→ **TASK DETAILS**
How does the data below read from its first line through the line containing "dining chair in"? Print those lines exactly.

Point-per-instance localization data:
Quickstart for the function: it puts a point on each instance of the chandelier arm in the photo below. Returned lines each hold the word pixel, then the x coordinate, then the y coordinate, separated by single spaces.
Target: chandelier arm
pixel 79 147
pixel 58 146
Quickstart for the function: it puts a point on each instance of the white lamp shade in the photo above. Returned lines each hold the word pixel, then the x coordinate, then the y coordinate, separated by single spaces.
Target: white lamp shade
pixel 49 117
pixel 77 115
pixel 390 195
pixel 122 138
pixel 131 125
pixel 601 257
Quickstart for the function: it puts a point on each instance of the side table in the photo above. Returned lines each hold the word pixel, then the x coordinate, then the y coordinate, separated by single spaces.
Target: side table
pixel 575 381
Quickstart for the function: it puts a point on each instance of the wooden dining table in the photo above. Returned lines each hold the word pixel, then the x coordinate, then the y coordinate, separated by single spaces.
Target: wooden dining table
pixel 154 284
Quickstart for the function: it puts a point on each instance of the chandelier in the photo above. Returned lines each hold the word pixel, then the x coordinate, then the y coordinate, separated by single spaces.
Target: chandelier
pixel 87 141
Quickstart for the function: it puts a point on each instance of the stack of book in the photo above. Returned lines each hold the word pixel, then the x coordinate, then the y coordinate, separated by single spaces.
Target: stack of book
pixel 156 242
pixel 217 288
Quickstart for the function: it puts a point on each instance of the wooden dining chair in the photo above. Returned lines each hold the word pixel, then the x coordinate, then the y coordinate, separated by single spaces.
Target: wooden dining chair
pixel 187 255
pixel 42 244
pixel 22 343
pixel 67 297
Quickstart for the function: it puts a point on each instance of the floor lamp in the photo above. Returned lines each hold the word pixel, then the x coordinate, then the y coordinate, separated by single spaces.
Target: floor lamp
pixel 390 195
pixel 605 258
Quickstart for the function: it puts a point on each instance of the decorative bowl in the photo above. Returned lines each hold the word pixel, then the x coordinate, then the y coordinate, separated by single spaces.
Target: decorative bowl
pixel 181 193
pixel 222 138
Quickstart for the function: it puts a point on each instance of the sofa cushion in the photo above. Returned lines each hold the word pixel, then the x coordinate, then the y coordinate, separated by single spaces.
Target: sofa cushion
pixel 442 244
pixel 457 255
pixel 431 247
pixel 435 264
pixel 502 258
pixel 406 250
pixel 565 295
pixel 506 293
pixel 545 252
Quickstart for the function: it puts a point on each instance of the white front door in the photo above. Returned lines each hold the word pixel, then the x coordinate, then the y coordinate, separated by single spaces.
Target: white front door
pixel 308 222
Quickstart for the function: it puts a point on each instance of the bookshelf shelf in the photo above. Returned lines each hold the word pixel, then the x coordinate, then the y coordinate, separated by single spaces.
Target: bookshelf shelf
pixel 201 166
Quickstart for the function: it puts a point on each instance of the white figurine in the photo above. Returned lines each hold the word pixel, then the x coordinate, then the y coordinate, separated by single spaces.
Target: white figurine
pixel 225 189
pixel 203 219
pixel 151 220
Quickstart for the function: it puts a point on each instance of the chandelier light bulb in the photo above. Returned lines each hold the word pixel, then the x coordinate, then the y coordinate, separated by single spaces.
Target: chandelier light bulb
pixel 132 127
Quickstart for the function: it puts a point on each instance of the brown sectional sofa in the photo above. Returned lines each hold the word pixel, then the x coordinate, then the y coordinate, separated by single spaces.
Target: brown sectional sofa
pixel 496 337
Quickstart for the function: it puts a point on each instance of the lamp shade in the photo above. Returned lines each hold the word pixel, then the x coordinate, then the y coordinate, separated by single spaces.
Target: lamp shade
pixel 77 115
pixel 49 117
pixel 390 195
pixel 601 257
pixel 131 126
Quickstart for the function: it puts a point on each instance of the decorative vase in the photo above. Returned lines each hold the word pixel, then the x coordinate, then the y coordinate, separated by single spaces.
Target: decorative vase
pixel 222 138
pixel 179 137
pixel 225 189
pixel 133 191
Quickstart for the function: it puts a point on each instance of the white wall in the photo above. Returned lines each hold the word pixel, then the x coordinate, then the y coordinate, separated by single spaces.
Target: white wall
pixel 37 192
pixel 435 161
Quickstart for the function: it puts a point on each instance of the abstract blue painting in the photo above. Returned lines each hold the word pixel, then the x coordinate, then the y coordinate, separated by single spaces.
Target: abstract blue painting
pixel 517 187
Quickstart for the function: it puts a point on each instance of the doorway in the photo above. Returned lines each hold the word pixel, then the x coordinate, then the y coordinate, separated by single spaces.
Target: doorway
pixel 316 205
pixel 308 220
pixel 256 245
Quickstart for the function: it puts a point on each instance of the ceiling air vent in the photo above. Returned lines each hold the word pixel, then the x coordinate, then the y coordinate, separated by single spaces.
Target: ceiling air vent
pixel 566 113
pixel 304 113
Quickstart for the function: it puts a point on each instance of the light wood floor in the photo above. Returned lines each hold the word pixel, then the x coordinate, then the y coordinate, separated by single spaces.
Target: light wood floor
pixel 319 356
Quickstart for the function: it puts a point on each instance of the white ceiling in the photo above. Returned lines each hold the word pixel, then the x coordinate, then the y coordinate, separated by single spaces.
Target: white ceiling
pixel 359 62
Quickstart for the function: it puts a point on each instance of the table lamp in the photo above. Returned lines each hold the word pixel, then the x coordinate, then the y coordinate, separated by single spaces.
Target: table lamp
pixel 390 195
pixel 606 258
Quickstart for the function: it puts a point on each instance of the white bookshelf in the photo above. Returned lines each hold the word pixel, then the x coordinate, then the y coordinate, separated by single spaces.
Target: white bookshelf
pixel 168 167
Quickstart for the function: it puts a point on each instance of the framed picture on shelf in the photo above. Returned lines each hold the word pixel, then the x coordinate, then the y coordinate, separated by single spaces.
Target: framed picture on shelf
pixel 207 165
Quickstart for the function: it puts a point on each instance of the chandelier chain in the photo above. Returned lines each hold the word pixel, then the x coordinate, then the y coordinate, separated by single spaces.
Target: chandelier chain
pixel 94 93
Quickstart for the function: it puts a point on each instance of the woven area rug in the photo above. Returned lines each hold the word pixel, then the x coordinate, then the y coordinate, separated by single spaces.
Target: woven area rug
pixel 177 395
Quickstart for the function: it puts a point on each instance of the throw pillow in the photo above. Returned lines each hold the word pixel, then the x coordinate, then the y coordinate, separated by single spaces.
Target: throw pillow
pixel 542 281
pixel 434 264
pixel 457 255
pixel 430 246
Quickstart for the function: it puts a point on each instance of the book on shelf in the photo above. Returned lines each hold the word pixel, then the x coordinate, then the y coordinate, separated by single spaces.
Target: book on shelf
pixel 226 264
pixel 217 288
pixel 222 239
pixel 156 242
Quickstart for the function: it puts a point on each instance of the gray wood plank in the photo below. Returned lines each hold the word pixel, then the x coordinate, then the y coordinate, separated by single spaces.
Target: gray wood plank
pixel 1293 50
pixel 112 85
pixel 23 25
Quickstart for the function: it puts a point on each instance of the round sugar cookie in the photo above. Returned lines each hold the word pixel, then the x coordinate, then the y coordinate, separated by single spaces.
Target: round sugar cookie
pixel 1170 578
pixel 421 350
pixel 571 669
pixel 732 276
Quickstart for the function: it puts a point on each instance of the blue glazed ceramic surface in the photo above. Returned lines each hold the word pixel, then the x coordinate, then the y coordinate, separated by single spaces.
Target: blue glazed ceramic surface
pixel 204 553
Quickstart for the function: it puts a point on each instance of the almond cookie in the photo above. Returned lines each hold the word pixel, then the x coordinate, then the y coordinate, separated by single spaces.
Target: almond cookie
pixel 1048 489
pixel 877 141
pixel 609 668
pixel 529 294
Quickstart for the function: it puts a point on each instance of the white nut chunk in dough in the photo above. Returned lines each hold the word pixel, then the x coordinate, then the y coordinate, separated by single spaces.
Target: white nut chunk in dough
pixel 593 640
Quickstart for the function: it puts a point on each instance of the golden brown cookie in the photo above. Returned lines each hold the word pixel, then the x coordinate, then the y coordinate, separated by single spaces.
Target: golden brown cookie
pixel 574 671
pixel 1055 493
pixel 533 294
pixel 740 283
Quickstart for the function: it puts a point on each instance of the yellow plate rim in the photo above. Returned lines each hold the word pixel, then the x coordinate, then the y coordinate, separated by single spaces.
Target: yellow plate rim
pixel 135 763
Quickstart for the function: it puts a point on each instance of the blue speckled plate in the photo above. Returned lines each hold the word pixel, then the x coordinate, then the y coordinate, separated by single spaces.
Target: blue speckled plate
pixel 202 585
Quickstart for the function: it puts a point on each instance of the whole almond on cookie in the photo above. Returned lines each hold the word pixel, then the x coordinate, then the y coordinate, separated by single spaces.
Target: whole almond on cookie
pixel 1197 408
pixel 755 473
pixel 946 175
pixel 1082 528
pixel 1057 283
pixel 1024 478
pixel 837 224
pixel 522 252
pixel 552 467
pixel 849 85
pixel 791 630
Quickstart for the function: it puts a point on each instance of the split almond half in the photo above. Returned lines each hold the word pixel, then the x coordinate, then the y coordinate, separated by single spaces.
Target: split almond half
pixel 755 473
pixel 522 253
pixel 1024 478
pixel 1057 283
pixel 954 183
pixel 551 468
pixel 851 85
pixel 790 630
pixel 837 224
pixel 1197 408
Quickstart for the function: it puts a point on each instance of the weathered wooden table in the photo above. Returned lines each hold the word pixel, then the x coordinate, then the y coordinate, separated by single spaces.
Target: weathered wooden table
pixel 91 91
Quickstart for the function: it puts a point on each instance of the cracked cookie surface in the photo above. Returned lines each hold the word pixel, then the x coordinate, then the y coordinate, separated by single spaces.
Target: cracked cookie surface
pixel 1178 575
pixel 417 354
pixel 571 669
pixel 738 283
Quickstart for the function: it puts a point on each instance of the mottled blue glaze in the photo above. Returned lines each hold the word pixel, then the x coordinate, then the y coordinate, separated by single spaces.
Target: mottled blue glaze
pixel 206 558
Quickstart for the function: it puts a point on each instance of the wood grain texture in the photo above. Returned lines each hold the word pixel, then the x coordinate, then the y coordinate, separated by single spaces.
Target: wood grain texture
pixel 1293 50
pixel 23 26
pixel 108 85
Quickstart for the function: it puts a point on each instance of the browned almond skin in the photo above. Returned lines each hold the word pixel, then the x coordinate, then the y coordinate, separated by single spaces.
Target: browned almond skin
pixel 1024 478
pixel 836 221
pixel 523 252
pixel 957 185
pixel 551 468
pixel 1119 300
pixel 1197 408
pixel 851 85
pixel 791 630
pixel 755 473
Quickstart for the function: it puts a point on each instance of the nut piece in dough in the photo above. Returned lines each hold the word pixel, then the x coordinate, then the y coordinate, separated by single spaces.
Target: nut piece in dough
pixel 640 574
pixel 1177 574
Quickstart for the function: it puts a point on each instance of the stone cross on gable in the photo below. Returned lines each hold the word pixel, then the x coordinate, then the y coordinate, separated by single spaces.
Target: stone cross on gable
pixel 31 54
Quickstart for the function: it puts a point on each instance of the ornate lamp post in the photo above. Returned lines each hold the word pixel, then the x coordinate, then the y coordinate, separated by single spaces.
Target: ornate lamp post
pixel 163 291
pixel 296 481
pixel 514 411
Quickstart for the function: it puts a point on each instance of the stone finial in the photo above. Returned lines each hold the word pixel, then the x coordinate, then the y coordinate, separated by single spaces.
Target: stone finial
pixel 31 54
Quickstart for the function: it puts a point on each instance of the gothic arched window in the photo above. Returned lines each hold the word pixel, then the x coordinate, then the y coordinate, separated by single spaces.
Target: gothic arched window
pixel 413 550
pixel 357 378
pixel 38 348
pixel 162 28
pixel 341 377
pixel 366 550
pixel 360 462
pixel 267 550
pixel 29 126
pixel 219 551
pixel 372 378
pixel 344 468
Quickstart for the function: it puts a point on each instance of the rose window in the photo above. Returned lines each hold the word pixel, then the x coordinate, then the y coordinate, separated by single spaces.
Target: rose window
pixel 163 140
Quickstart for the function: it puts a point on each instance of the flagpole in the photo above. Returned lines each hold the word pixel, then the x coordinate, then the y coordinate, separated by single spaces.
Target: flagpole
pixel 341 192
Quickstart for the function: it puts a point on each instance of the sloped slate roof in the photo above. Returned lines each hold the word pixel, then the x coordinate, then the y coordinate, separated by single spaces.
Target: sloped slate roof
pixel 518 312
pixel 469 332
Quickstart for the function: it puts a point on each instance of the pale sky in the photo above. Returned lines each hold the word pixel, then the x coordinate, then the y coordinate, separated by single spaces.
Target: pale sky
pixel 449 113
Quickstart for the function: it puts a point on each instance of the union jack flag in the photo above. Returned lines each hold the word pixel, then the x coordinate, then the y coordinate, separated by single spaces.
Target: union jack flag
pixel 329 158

→ **TASK SOLUTION**
Quickstart for the function: it puts a point on each instance of the chandelier arm in the photo below. Returned lines each hold the word pixel, then the x coordinate, then the y coordinate, separated by single spaces.
Target: chandelier arm
pixel 79 147
pixel 58 146
Quickstart for the function: it puts a point on each instance of the white lamp shade in the photo above. Returned lines each hold the word pixel, then the x coordinate, then the y coordinate, separated by single spaces.
Target: white lamp shade
pixel 49 117
pixel 77 115
pixel 390 195
pixel 122 138
pixel 131 125
pixel 601 257
Quickstart for the function: it puts a point on each instance of the side table in the photo above. Returned lines each hold the word pixel, then the x coordinate, then the y coordinate, separated by single spaces.
Target: side table
pixel 575 381
Quickstart for the function: it puts a point on each instance of the wooden dining table in the photo above. Returned lines each hold the word pixel, then the x coordinate, then the y coordinate, separated by single spaces.
Target: wooden dining table
pixel 154 284
Quickstart for the function: it puts a point on each instance of the chandelier in the photo above. Returned lines each hold the word pixel, then the x coordinate, then the y coordinate, separated by single spaces.
Target: chandelier
pixel 87 141
Quickstart for the function: it puts a point on each instance of the stack of book in the photo above. Returned lines each hold the word pixel, then the x coordinate, then the y coordinate, separated by single spaces.
Target: stack of book
pixel 156 242
pixel 217 288
Quickstart for the function: it puts a point on each instance of the wooden dining chair in the photo above. Returned lines each hold the word pixel, then the x coordinate, then the y coordinate, separated by single spaces.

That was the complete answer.